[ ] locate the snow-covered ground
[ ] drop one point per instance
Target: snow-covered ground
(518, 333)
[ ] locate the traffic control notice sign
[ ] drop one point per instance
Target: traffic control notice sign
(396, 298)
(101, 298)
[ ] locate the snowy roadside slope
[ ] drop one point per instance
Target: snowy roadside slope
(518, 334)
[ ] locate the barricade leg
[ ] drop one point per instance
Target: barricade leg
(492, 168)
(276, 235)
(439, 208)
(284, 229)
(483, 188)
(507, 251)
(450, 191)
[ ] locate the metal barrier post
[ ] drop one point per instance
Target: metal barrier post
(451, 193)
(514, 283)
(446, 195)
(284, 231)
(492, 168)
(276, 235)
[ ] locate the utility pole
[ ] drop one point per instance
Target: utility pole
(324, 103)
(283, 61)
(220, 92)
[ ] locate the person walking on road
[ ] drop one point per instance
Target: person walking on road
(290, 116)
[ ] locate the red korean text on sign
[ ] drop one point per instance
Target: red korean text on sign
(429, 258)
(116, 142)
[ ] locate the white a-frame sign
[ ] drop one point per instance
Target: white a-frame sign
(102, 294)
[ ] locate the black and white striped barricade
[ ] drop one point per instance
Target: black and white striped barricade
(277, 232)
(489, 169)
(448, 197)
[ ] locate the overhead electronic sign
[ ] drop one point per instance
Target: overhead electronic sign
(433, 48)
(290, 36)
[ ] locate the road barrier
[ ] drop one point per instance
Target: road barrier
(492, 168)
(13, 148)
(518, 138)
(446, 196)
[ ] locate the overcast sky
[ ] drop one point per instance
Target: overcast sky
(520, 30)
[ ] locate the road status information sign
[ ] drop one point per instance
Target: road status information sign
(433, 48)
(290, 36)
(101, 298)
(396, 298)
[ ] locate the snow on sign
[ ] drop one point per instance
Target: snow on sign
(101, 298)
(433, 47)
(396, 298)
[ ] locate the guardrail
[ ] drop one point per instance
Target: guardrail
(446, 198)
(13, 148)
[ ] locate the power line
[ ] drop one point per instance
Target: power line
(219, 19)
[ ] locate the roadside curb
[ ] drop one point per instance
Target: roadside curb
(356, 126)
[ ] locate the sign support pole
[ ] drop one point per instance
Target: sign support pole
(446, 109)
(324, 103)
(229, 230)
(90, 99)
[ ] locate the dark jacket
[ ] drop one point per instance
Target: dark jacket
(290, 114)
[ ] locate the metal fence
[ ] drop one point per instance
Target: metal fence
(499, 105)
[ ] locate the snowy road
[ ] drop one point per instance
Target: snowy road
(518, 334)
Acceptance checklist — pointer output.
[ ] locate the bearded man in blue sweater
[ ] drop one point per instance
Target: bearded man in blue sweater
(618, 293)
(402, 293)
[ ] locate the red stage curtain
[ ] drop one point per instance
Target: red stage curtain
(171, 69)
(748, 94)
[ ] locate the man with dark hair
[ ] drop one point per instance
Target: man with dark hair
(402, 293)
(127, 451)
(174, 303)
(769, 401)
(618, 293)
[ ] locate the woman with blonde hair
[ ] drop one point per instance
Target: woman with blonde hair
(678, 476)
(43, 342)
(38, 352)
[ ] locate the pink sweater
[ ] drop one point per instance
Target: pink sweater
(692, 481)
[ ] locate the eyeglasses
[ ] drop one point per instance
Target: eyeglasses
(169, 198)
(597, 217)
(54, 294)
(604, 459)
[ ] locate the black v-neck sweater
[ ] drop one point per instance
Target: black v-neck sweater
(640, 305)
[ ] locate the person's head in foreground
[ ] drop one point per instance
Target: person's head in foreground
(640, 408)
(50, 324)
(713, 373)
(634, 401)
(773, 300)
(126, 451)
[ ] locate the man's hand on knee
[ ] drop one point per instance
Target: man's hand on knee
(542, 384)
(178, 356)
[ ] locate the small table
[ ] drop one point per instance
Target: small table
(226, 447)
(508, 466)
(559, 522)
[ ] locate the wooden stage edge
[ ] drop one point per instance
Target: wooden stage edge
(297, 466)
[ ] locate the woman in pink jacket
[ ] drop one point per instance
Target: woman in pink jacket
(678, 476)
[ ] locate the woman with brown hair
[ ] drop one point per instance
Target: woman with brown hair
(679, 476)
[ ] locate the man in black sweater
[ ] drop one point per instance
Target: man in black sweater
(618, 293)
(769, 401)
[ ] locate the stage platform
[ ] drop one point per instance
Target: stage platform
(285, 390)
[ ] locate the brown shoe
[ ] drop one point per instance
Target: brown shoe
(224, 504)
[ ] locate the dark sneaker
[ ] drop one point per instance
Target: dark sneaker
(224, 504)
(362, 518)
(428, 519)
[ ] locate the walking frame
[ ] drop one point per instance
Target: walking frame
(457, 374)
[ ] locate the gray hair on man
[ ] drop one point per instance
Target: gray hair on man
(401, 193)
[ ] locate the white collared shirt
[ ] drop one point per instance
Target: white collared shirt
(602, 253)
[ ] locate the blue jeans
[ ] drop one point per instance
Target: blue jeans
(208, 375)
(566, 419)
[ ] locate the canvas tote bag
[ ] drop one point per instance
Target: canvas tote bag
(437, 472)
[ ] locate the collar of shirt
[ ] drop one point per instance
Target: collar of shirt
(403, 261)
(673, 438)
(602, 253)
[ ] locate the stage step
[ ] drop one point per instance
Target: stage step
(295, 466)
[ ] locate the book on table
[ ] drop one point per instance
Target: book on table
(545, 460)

..............................

*WORK REQUEST*
Exactly as they appear above, transcribe the records in full.

*YOUR SOLUTION*
[ ] locate the snow-covered ground
[ ] drop one point per instance
Target: snow-covered ground
(518, 333)
[ ] locate the traffic control notice sign
[ ] drop one point per instance
Target: traffic control notice sign
(396, 298)
(101, 298)
[ ] locate the snowy roadside slope
[ ] drop one point per instance
Target: snowy roadside slope
(518, 334)
[ ] locate the barricade leg
[ ] drop one point per instance
Target: barricade leg
(492, 168)
(276, 235)
(439, 208)
(284, 229)
(483, 188)
(507, 251)
(450, 191)
[ ] locate the metal barrier post
[ ] drop one point per instance
Target: metal barrier post
(451, 193)
(514, 283)
(446, 195)
(284, 231)
(492, 168)
(276, 235)
[ ] locate the utility pole
[ ] drop one point per instance
Target: utility pole
(324, 103)
(283, 61)
(220, 92)
[ ] locate the person walking on road
[ ] drop one point per instance
Target: person walking on road
(290, 116)
[ ] locate the red korean text on sign
[ ] drop one point per instance
Target: red korean text on sign
(429, 258)
(116, 142)
[ ] locate the white a-frame sign
[ ] drop one point per instance
Target: white a-frame sign
(102, 294)
[ ] locate the black and white striped barricade
[ ] drop one point per instance
Target: black and white striped barricade
(277, 232)
(489, 169)
(448, 197)
[ ] locate the overhead electronic sign
[ ] drop one point per instance
Target: overhead electronic sign
(433, 48)
(290, 36)
[ ] locate the road barrier
[ ] drop one point per instance
Target: road barrier
(492, 168)
(13, 148)
(518, 138)
(446, 196)
[ ] locate the overcast sky
[ ] drop one point per instance
Target: overcast sky
(520, 30)
[ ] locate the road status information sign
[ ] drop one point per instance
Target: road status information sign
(433, 48)
(290, 36)
(101, 298)
(396, 298)
[ ] locate the snow on sign
[ ] drop one point per instance
Target: snow on sign
(101, 298)
(433, 47)
(396, 298)
[ ] locate the guardrail
[ ] drop one point per instance
Target: guardrail
(446, 198)
(13, 148)
[ ] locate the power line
[ ] drop one point per instance
Target: power line
(219, 19)
[ ] locate the roadside curb
[ ] drop one point per instance
Target: roadside curb
(356, 126)
[ ] locate the sign support pole
[ ] drop one point per instance
Target: sign support pole
(446, 109)
(324, 103)
(229, 230)
(90, 99)
[ ] locate the dark jacket
[ ] drop one point per instance
Target: dark jacket
(290, 114)
[ ] locate the metal fence
[ ] drop one point per instance
Target: metal fence
(499, 105)
[ ] locate the snowy road
[ ] drop one point per instance
Target: snowy road
(518, 334)
Acceptance checklist — pointer output.
[ ] locate the bearded man in blue sweater
[ ] drop one point per instance
Target: bearded man in blue sweater
(618, 293)
(402, 293)
[ ] locate the red stage curtain
[ ] drop one point per instance
Target: red stage curtain
(171, 69)
(748, 94)
[ ] locate the man with dark hair
[ ] drop one point per instance
Target: man with dark hair
(402, 293)
(127, 451)
(174, 303)
(769, 401)
(618, 293)
[ ] locate the woman with blonde hair
[ ] drop one point per instance
Target: woman with blonde hair
(678, 476)
(43, 342)
(38, 352)
[ ] locate the pink sweater
[ ] drop one point per instance
Target: pink sweater
(692, 481)
[ ] locate the eyeglasses
[ ] drop one point per instance
Target: eyeglasses
(169, 198)
(597, 217)
(54, 294)
(604, 459)
[ ] locate the black v-neck sweater
[ ] drop one point per instance
Target: black v-neck sweater
(640, 305)
[ ] locate the person's head in foreground
[ ] drop one point per instance
Target: person's head in foreground
(640, 408)
(50, 324)
(713, 373)
(634, 401)
(773, 300)
(126, 451)
[ ] locate the man's hand on knee
[ ] drop one point per instance
Target: man's hand on knee
(542, 384)
(178, 356)
[ ] locate the small table
[ ] drop one point per instance
Target: small table
(226, 447)
(508, 466)
(559, 522)
[ ] locate the wooden stage edge
[ ] drop one point per instance
Target: wooden stage edge
(297, 466)
[ ] locate the woman in pink jacket
[ ] drop one point per instance
Target: woman in pink jacket
(678, 476)
[ ] locate the woman with brown hair
[ ] drop one point per instance
Target: woman with brown hair
(679, 476)
[ ] locate the man in black sweater
[ ] drop one point per instance
Target: man in black sweater
(618, 293)
(769, 401)
[ ] locate the stage platform
[ ] drop one point per instance
Target: stage platform
(285, 390)
[ ] locate the brown shoe
[ ] drop one point per instance
Target: brown shoe
(224, 504)
[ ] locate the dark sneaker
[ ] drop one point per instance
Target: dark sneaker
(224, 504)
(362, 518)
(428, 519)
[ ] locate the walking frame
[ ] drop one point per instance
Target: walking frame
(457, 374)
[ ] locate the gray hair on man
[ ] drop one point per instance
Target: gray hair on man
(401, 193)
[ ] locate the white collared shirt
[ ] drop one point per instance
Target: white collared shirt
(602, 253)
[ ] locate the blue jeans
[ ] drop one point per instance
Target: blue jeans
(208, 375)
(566, 419)
[ ] locate the canvas tote bag
[ ] drop one point per instance
Target: canvas tote bag
(437, 472)
[ ] locate the collar of shirt
[ ] drop one point per instance
Target: collar of shirt
(403, 261)
(673, 438)
(602, 253)
[ ] locate the stage step
[ ] drop one point per instance
Target: stage step
(295, 466)
[ ] locate the book on table
[ ] drop one point per instance
Target: book on table
(545, 460)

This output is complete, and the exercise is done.